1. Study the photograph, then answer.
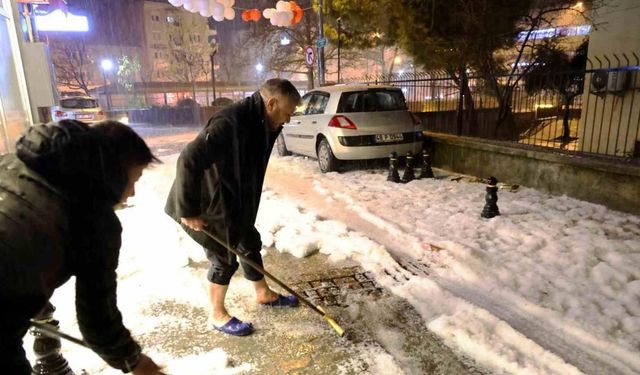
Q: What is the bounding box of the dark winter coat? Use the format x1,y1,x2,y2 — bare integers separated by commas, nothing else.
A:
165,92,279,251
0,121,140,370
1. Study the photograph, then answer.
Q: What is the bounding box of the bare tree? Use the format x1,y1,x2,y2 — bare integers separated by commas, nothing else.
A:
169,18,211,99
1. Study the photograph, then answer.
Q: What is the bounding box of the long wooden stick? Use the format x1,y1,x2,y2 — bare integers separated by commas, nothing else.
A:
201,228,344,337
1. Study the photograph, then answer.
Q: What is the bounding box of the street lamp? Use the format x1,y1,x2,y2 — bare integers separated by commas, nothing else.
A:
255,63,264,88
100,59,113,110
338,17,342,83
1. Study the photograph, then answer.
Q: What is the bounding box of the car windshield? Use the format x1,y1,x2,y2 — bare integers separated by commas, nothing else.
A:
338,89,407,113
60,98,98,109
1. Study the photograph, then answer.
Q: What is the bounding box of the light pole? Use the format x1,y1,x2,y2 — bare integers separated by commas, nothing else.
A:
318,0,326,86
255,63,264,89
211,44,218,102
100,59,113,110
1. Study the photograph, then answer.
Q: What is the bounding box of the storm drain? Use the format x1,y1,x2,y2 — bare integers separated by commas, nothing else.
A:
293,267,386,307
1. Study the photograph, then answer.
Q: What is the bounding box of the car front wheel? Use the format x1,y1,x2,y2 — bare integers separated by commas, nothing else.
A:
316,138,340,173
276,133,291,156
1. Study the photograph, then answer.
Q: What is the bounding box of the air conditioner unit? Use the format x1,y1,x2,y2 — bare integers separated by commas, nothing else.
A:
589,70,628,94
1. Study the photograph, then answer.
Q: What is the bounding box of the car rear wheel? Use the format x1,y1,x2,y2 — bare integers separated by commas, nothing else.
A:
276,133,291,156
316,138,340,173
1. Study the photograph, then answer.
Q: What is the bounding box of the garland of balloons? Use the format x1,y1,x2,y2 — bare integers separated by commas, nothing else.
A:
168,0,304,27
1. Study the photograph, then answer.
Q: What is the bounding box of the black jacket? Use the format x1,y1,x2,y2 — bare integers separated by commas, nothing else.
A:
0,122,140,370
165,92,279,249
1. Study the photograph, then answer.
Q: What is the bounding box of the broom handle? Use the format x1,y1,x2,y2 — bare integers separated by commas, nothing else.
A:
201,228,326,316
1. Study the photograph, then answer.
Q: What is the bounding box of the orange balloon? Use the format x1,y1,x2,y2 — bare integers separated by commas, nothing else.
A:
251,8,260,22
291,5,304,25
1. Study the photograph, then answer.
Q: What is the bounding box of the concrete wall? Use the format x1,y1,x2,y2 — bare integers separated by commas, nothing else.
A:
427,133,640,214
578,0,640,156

· · · · ·

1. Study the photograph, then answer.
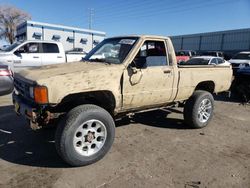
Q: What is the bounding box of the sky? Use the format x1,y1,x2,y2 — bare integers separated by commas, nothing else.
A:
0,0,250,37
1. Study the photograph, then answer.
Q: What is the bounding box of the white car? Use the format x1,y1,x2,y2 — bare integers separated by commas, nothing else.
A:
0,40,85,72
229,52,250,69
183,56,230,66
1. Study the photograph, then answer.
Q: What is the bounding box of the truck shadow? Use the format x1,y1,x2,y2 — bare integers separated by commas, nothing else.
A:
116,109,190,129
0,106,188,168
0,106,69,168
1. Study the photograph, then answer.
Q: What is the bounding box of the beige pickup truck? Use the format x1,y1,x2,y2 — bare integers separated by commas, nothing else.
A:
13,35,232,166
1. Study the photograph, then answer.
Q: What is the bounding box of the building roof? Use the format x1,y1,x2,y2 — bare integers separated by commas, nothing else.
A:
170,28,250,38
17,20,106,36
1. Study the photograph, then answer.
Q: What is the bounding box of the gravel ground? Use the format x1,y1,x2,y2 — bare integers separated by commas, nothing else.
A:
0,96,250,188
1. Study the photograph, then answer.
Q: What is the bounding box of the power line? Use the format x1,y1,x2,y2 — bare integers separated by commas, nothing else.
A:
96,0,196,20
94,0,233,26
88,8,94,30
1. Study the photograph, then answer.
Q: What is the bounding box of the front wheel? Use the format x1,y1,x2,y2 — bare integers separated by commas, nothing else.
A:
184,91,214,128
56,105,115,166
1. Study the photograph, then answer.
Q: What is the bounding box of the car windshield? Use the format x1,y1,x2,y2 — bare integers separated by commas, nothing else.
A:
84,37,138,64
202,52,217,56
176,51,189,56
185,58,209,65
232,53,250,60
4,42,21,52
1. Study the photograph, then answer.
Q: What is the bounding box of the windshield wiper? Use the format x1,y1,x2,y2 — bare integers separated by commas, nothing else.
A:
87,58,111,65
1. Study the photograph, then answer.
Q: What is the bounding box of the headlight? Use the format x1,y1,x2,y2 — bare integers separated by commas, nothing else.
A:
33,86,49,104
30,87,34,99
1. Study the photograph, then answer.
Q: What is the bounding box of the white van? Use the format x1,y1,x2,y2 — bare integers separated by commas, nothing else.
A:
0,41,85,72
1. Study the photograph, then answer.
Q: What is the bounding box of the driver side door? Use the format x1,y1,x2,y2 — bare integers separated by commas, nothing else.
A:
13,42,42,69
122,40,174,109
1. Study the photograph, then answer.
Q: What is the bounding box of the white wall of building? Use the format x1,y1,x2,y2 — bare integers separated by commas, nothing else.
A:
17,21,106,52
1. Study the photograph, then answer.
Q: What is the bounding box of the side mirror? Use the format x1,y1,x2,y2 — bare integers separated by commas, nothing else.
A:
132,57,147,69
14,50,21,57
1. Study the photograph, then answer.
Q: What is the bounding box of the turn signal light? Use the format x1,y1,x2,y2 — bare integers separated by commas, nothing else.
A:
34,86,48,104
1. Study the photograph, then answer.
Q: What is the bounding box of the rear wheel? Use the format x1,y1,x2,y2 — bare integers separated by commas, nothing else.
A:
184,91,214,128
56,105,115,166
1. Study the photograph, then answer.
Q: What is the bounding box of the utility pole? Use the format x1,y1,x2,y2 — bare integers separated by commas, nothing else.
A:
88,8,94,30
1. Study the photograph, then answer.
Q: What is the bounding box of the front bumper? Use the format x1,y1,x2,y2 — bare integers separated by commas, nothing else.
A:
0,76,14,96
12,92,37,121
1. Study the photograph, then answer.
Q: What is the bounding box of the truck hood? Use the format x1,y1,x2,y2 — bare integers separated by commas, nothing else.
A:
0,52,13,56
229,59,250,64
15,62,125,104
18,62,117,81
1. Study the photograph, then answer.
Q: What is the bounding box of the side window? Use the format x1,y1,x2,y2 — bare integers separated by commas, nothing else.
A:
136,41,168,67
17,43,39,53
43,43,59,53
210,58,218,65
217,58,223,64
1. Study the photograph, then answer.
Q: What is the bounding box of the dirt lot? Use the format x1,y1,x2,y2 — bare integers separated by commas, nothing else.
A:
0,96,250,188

· · · · ·

● **Directions for this task**
Count the lines in the rows above that contain the string "side", treating uppercase and lowercase letters as different. Give only the number.

● **Task solution**
3